TASK STATEMENT:
Some lines in the listing hold the word "spaces". Return each of them.

RECORDS PROVIDED:
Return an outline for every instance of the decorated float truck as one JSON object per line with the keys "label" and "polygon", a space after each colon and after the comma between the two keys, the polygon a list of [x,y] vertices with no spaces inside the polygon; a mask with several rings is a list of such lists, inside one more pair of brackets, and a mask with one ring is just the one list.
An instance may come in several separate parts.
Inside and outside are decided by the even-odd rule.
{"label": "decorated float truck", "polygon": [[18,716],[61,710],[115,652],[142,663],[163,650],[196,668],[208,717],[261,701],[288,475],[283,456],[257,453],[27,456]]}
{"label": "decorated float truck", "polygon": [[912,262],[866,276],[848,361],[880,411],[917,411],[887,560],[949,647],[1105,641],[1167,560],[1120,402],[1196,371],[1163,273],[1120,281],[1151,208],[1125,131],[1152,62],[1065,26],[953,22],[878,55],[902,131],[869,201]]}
* * *
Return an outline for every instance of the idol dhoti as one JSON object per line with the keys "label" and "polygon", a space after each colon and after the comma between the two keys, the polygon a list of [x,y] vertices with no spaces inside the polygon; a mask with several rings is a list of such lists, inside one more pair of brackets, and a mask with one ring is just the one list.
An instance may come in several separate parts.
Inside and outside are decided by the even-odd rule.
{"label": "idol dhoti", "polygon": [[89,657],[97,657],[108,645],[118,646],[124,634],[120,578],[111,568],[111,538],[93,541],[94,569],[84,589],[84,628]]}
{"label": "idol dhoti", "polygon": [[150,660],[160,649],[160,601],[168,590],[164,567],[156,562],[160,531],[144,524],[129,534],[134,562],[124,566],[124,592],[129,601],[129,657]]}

RESPONSE TO THIS EXERCISE:
Return an outline for every instance of the decorated float truck as one JSON object per line with the keys "label" and "polygon", a space after each colon and after the comma between the two keys, the polygon a list of [x,y] vertices with no spaces inside the polygon; a mask with several rings is a list of such lists, inside one more pair of brackets, and a mask with one ring is just the one list.
Return an outline for every instance of the idol dhoti as one JSON object per line with the keys "label" and "polygon", a space after each colon and after the comma between the two keys, the polygon a list of [x,y] vertices with no spaces inside the polygon; a mask with several rings is a list of such lists, inside one more pair of brackets, and a mask with one ring is just the one list.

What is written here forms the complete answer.